*AIM OF THE EXERCISE*. Skip the pictures. Copy all the rest of the records down exactly.

* begin ENTRIES SHOWN *

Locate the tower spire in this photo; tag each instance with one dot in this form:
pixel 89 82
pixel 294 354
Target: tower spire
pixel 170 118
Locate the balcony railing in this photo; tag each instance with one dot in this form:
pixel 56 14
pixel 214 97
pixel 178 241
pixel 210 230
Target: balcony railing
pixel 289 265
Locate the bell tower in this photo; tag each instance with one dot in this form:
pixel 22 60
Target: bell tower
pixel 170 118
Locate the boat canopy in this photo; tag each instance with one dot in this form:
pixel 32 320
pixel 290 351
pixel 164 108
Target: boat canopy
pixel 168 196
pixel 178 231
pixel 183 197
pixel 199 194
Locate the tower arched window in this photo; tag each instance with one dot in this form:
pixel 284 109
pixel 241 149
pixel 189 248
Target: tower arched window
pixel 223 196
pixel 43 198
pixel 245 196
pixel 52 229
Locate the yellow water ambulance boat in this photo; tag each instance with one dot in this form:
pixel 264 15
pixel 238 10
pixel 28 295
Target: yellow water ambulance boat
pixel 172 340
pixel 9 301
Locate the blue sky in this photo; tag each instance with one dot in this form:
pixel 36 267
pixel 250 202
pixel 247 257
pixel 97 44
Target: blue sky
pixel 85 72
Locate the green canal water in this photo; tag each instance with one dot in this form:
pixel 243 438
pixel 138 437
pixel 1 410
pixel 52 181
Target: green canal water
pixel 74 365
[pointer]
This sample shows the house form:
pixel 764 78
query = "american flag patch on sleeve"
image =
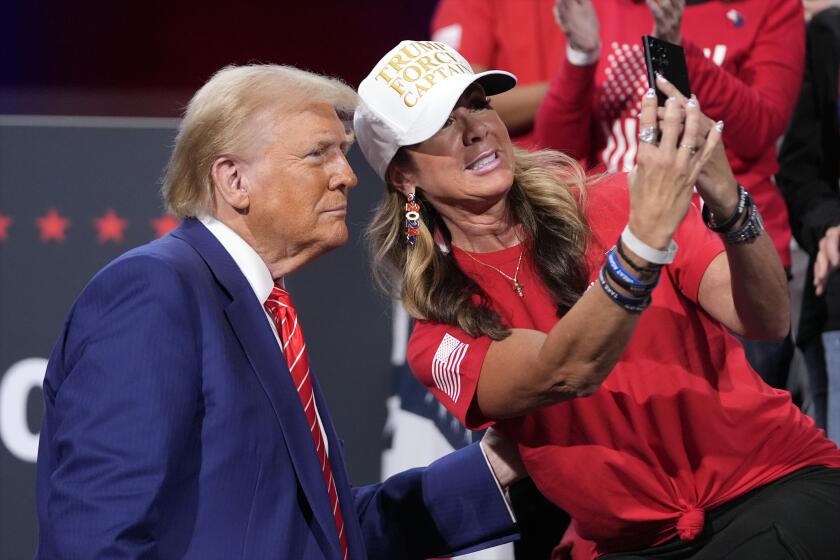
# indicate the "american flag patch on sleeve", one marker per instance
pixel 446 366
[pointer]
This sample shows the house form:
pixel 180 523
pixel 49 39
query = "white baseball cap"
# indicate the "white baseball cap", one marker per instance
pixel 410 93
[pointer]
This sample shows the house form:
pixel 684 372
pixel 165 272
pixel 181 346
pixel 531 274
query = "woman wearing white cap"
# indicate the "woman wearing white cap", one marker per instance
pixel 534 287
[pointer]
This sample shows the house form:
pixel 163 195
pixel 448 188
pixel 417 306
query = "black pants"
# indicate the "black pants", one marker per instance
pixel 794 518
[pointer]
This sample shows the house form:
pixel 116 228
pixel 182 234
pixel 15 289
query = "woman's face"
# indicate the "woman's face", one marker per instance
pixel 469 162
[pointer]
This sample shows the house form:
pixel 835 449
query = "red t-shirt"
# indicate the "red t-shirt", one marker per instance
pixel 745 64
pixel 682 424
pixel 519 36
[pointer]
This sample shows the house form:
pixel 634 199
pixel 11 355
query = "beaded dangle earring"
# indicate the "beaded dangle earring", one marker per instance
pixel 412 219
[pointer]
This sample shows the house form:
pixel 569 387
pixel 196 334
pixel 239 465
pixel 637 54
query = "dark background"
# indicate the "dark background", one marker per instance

* end ENTRIES SHOWN *

*RESULT*.
Locate the tower spire in this photo; tag each instance with one dot in this form:
pixel 89 82
pixel 294 354
Target: tower spire
pixel 170 118
Locate the balcony railing in this photo; tag each instance with one dot in this form:
pixel 56 14
pixel 214 97
pixel 178 241
pixel 210 230
Target: balcony railing
pixel 289 265
Locate the bell tower in this photo; tag each instance with one dot in this form:
pixel 22 60
Target: bell tower
pixel 170 118
Locate the boat canopy in this photo; tag each instance with one dot in this form:
pixel 32 320
pixel 290 351
pixel 164 108
Target: boat canopy
pixel 168 196
pixel 178 231
pixel 183 197
pixel 199 194
Locate the tower arched window in this photo; tag each instance with one dot in this form:
pixel 284 109
pixel 241 149
pixel 189 248
Target: tower arched window
pixel 223 196
pixel 43 198
pixel 245 196
pixel 52 229
Locate the yellow water ambulance boat in this photo; tag each instance with one dot in this form:
pixel 264 15
pixel 238 10
pixel 28 295
Target: yellow water ambulance boat
pixel 172 340
pixel 9 301
Locate the blue sky in this photo; tag each instance with one dot in this form:
pixel 36 267
pixel 250 202
pixel 247 257
pixel 97 44
Target: blue sky
pixel 85 72
Locate the green canal water in this photo; tag each instance with one dot in this form:
pixel 243 438
pixel 138 437
pixel 1 410
pixel 52 181
Target: green canal water
pixel 74 365
[pointer]
This sample shows the house form:
pixel 764 78
query = "american flag patch on sleeve"
image =
# indicate the "american flag patch on sleeve", one marker per instance
pixel 446 366
[pointer]
This sample shows the house form:
pixel 180 523
pixel 49 39
query = "white baseball cap"
# indicate the "white baseball cap", one marker per instance
pixel 410 93
[pointer]
This sample shows the house form:
pixel 684 372
pixel 165 272
pixel 181 346
pixel 531 274
query = "woman wearing white cap"
# indicate the "woman wearing white cap", one marker per instance
pixel 534 287
[pointer]
This sample shows the house form:
pixel 163 195
pixel 448 188
pixel 417 306
query = "black pants"
# indicate the "black pants", one marker per instance
pixel 794 518
[pointer]
This sample shows the house form:
pixel 116 228
pixel 182 234
pixel 15 289
query = "woman's face"
# indicate the "woman's face", one marker per instance
pixel 469 162
[pointer]
This sample shows the house form:
pixel 835 449
query = "red t-shirt"
# indicate the "red t-shirt", one marker per instance
pixel 745 64
pixel 682 424
pixel 519 36
[pointer]
This sample shows the house form:
pixel 634 199
pixel 11 355
query = "beaded dangle earring"
# indicate the "beaded dangle earring", one marker per instance
pixel 412 219
[pointer]
This sample shows the house form:
pixel 569 387
pixel 196 334
pixel 239 465
pixel 637 54
query = "dark background"
# indicate the "dark background", one marker per instance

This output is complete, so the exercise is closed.